┌─ DATA LINES
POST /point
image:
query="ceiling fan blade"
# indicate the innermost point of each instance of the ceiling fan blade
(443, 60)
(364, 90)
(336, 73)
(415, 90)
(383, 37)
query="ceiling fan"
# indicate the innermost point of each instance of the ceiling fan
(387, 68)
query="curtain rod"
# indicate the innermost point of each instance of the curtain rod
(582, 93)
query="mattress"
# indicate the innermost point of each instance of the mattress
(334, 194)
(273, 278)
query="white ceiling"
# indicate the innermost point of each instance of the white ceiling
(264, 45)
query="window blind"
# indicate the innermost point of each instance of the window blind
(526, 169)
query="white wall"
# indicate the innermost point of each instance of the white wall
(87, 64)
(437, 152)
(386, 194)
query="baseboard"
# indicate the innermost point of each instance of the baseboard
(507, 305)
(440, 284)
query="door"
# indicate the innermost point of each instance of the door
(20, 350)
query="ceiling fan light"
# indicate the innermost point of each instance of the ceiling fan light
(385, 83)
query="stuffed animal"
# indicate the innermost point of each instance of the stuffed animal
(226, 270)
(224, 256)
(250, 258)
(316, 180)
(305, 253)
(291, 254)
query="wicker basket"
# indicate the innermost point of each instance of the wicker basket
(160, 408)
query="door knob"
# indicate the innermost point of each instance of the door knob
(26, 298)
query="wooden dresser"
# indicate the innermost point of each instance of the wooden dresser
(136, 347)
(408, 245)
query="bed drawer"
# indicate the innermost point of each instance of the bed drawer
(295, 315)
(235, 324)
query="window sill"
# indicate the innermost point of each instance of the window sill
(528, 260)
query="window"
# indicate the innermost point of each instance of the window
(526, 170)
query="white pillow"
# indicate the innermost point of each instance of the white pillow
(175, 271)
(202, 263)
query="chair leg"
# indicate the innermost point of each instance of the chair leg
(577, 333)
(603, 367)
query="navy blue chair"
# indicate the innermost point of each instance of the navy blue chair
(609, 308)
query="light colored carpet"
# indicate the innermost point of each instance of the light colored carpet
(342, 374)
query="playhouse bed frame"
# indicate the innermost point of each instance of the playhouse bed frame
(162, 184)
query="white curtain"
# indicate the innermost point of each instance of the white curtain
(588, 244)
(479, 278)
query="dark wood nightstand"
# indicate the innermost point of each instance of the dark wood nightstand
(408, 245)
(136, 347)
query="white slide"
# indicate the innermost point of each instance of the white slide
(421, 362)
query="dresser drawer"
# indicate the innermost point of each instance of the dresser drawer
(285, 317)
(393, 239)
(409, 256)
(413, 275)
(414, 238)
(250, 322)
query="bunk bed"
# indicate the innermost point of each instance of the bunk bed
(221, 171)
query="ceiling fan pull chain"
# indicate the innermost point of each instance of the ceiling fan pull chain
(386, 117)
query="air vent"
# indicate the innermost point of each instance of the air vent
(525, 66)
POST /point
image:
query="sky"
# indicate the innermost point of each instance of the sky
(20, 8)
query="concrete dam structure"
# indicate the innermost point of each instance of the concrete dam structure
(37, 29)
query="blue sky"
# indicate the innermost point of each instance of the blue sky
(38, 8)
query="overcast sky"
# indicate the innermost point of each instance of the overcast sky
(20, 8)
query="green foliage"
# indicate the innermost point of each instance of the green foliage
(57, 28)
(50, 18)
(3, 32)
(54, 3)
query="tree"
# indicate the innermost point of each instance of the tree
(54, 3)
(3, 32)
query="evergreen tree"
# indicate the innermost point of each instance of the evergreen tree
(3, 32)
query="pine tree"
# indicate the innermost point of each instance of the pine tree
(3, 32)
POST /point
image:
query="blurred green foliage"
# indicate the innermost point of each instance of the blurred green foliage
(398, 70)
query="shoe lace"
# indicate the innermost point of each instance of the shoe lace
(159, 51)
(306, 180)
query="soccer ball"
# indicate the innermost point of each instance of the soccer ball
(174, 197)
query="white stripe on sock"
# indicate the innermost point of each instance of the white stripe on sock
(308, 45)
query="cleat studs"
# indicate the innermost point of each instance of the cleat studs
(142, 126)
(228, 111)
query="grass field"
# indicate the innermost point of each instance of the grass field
└─
> [AIM OF THE TASK]: Reproduce each entry above exactly, keeping every word.

> [WRITTEN RESPONSE]:
POST /point
image:
query="ceiling fan blade"
# indicate the innermost point of each instance of the ceiling fan blade
(443, 60)
(364, 90)
(336, 73)
(415, 90)
(383, 37)
query="ceiling fan"
# indicate the innermost point of each instance of the ceiling fan
(387, 68)
query="curtain rod"
# indicate the innermost point of each instance of the curtain rod
(582, 93)
query="mattress"
# indicate the innermost point of each instance of the mattress
(334, 194)
(273, 278)
query="white ceiling"
# indicate the innermost point of each instance of the white ceiling
(264, 45)
query="window blind"
# indicate the innermost point of each instance of the window blind
(526, 169)
query="white wall"
# indicate the innermost point of each instance of the white wall
(87, 64)
(437, 152)
(386, 194)
query="baseboard"
# indicate the innermost point of each instance of the baseboard
(507, 305)
(440, 284)
query="door"
# indicate the innermost point of each instance of the door
(20, 350)
query="ceiling fan light"
# indicate the innermost point of each instance of the ceiling fan light
(385, 83)
query="stuffed animal"
# indicate the innermost point of each instance of the stuffed animal
(226, 270)
(224, 256)
(250, 258)
(316, 180)
(305, 253)
(291, 254)
query="wicker basket"
# indicate the innermost point of each instance of the wicker basket
(160, 408)
query="door knob"
# indicate the innermost point of each instance of the door knob
(26, 298)
query="wooden dresser"
# indicate the innermost point of each instance of the wooden dresser
(136, 347)
(408, 245)
query="bed drawer"
# indicate the innermost point of each instance of the bed drawer
(295, 315)
(235, 324)
query="window sill"
# indicate the innermost point of each instance of the window sill
(528, 260)
query="window"
# indicate the innermost point of each instance of the window
(526, 170)
query="white pillow"
# indicate the innermost point of each instance of the white pillow
(175, 271)
(202, 263)
query="chair leg"
# indicate the innermost point of each instance of the chair leg
(577, 333)
(603, 367)
query="navy blue chair"
# indicate the innermost point of each instance of the navy blue chair
(609, 308)
query="light colored carpet"
# indicate the innermost point of each instance of the light colored carpet
(342, 374)
query="playhouse bed frame"
# indicate the innermost point of each instance of the playhouse bed frame
(162, 184)
query="white curtain"
# indicate the innermost point of each instance of the white curtain
(588, 244)
(479, 278)
query="dark wood nightstand"
# indicate the innermost point of each instance of the dark wood nightstand
(408, 245)
(136, 347)
query="white slide"
# indicate the innermost point of each instance of the white slide
(421, 362)
query="dresser drawer"
# indicate the innermost point of each instance of the dresser drawer
(285, 317)
(393, 239)
(409, 256)
(413, 275)
(414, 238)
(250, 322)
query="bunk bed"
# indicate the innermost point of each instance of the bunk bed
(221, 171)
query="ceiling fan pull chain"
# indicate the innermost point of each instance of the ceiling fan pull chain
(386, 117)
query="air vent"
# indicate the innermost point of each instance of the air vent
(525, 66)
POST /point
image:
query="sky"
# indicate the innermost point of each instance of the sky
(20, 8)
query="concrete dam structure"
# indicate the innermost point of each instance of the concrete dam structure
(37, 29)
query="blue sky"
# indicate the innermost point of each instance of the blue sky
(38, 8)
query="overcast sky"
# indicate the innermost point of each instance of the overcast sky
(20, 8)
query="green foliage"
# indicate the innermost point of each instance of the green foliage
(57, 28)
(50, 18)
(3, 32)
(54, 3)
query="tree"
# indicate the innermost point of each instance of the tree
(54, 3)
(3, 32)
query="evergreen tree"
# indicate the innermost point of each instance of the evergreen tree
(3, 32)
query="pine tree"
# indicate the innermost point of each instance of the pine tree
(3, 32)
POST /point
image:
query="blurred green foliage"
# indicate the innermost point of each instance of the blurred green foliage
(398, 70)
query="shoe lace"
# indicate the innermost point of each instance of the shoe lace
(159, 51)
(306, 180)
query="soccer ball"
# indicate the innermost point of each instance of the soccer ball
(174, 197)
query="white stripe on sock"
# indicate the innermost point of each instance of the white stripe on sock
(308, 45)
query="cleat studs"
# indicate the innermost point of each instance of the cleat studs
(142, 126)
(228, 111)
query="grass field"
# indicate the innermost point of each instance of the grass field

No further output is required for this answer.